__Exercise instructions__. Print all of the rows below word for word, omitting the pictures from your output.

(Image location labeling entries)
———
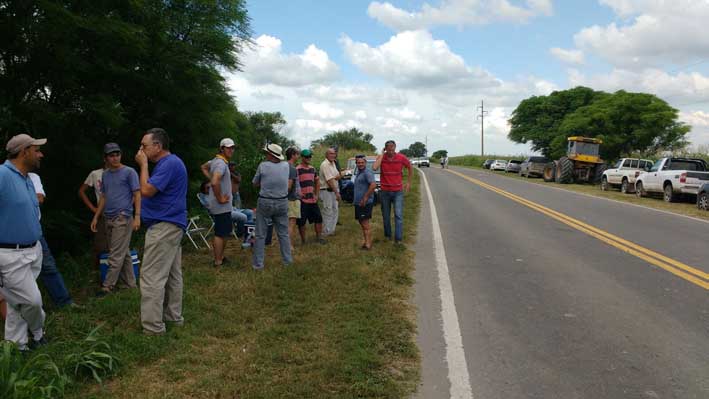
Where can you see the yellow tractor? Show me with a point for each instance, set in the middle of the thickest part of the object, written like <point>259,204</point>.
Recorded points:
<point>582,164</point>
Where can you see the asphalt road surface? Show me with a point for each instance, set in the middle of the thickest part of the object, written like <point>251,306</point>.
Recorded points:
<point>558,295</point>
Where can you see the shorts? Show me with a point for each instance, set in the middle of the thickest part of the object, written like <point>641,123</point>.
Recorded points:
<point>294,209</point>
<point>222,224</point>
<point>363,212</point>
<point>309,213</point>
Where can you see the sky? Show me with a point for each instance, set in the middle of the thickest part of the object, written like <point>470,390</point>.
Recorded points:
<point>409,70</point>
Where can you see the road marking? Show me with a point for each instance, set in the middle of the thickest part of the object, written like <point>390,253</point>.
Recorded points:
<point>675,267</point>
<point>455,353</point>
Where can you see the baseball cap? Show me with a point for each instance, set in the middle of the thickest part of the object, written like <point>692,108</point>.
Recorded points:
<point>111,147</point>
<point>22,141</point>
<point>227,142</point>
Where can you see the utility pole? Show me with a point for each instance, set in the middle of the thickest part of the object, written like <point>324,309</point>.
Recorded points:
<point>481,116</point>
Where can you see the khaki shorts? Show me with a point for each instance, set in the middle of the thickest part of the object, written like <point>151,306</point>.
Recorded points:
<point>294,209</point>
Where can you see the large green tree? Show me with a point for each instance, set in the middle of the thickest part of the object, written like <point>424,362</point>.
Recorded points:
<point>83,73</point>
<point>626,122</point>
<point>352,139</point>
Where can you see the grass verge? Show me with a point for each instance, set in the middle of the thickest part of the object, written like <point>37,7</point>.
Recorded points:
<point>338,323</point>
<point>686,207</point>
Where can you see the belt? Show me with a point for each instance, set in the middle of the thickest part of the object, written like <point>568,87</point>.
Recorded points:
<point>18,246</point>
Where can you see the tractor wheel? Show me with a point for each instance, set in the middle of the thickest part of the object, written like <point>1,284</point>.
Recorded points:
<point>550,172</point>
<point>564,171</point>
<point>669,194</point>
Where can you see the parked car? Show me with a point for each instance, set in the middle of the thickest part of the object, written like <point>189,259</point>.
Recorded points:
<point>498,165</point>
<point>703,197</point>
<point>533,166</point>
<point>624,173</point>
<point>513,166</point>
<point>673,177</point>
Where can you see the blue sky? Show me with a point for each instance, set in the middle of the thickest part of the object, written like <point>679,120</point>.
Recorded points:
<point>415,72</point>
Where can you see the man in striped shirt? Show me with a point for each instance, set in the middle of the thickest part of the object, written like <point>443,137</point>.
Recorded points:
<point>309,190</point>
———
__Solution below__.
Where can you see the yellow tractor? Show me with a point for each instance, set in the middle of the thickest part of the object, written like <point>259,204</point>.
Recorded points:
<point>582,164</point>
Where can you see the asphalt road surface? Show me with a point for each instance, set in the middle of the thickest part of the object, written like <point>251,306</point>.
Recorded points:
<point>558,295</point>
Where can you see the shorts? Show me with a point for each instance, set in the middle of the thickest part of the object, written like <point>641,123</point>.
Recorded points:
<point>294,209</point>
<point>222,224</point>
<point>363,212</point>
<point>309,213</point>
Where can you see the sky? Show me with a point for each instance, set in the middle of the thickest part of the object, written like <point>470,390</point>.
Recorded points:
<point>409,70</point>
Where can you see the road marking? Show me with a point for each instance, set in the middle of the thickest part of the object, written like <point>390,253</point>.
Recorded points:
<point>675,267</point>
<point>455,353</point>
Where can you see the baseball cap? Show me with a point for each instance, set in the middle of the thickest part of the object, written like <point>692,108</point>.
Recorded points:
<point>111,147</point>
<point>22,141</point>
<point>227,142</point>
Where can you see the utility pole? Show me with a point for each instance, set in the middle of the thickest part of the object, written like <point>324,309</point>.
Recorded points:
<point>481,116</point>
Where can you see the khaki shorts? Show me with a point for each instance, set in the middle of the thickest part of the object, written like <point>151,306</point>.
Recorded points:
<point>294,209</point>
Where can you see the large green tree? Show me with a point for each instance, set in the middle of the thickest part of the object, written like <point>424,362</point>.
Recorded points:
<point>83,73</point>
<point>626,122</point>
<point>352,139</point>
Where can you see the grass verge? Show me with a point for each instance, set in the middle of the thickest part of the object, written like <point>37,7</point>.
Recorded points:
<point>338,323</point>
<point>686,207</point>
Where can you see the belt? Show me with a point for each instance, set in the middle of the thickest part of the object, written like <point>568,87</point>.
Recorded points:
<point>18,246</point>
Where can you see the tractor wheel? Show me with a point for each instance, set in the middle of the thickest part of the object, written like <point>1,284</point>.
Recorded points:
<point>550,172</point>
<point>564,171</point>
<point>669,194</point>
Where can you see the parked car? Show me with a point for each instance, set in the middle of the thickest part of the object, written like <point>189,259</point>.
Recorded points:
<point>498,165</point>
<point>703,197</point>
<point>533,166</point>
<point>624,173</point>
<point>513,166</point>
<point>673,177</point>
Where can you see the blue sky? Show me with a point for each instance, set in the middle of the thickest part of the object, written like <point>679,120</point>.
Recorded points:
<point>415,72</point>
Where can you see the man in striped shirt? Show me with a point for each instance, set in the middle of the thickest part of the object, written like <point>443,137</point>.
Recorded points:
<point>309,190</point>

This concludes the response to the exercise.